(Stored records)
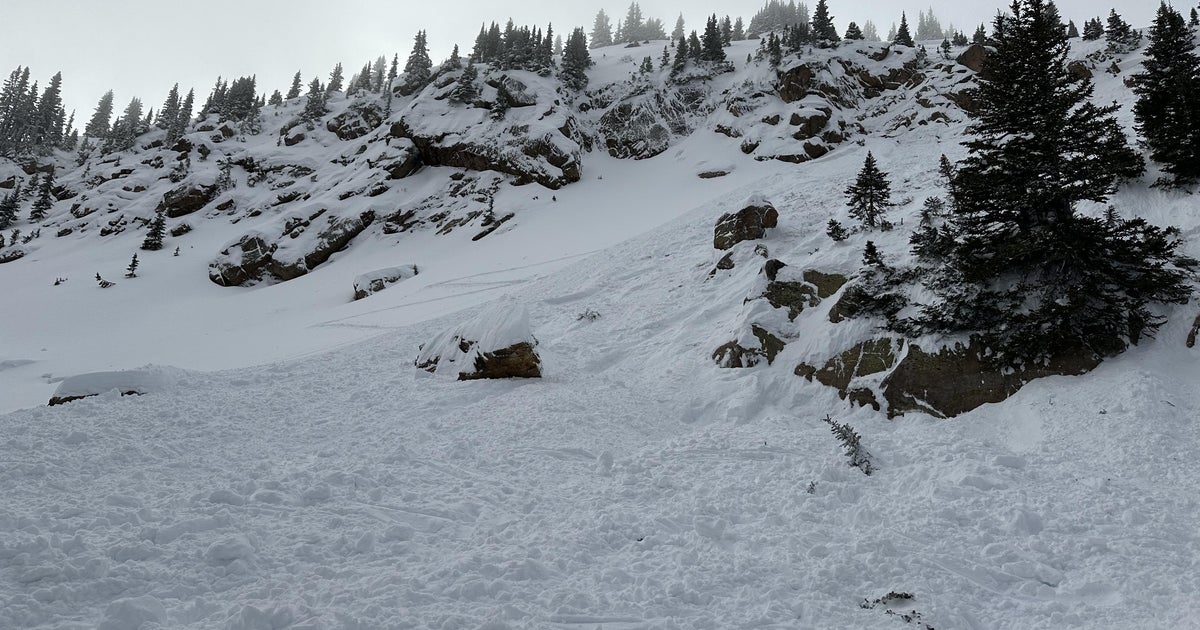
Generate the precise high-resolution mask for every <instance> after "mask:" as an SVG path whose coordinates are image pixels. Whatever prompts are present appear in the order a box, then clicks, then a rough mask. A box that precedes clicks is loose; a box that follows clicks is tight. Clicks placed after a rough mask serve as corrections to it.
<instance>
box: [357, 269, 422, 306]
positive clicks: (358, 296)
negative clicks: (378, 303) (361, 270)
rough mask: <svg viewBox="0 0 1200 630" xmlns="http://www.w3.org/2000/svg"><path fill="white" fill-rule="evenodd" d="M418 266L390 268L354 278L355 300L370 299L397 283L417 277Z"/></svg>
mask: <svg viewBox="0 0 1200 630" xmlns="http://www.w3.org/2000/svg"><path fill="white" fill-rule="evenodd" d="M416 275H418V269H416V265H402V266H389V268H386V269H378V270H376V271H371V272H367V274H361V275H359V276H358V277H355V278H354V299H355V300H361V299H364V298H368V296H371V295H373V294H376V293H379V292H382V290H384V289H386V288H388V287H390V286H392V284H395V283H397V282H401V281H404V280H408V278H412V277H416Z"/></svg>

TASK ITEM =
Lines that contain "clicks" are to be copied from the records above.

ANSWER SPACE =
Generate the precise high-resolution mask for every <instance> after "mask:" as an SVG path whose coordinates are image pixels. Whatever prompts are present appear in the order a box, then clicks, then a rough mask. A box that precedes clicks is loose; a box that follows clicks is tight. Clicks placed after a rough mask serve as corrections to it.
positive clicks: (358, 296)
negative clicks: (378, 303) (361, 270)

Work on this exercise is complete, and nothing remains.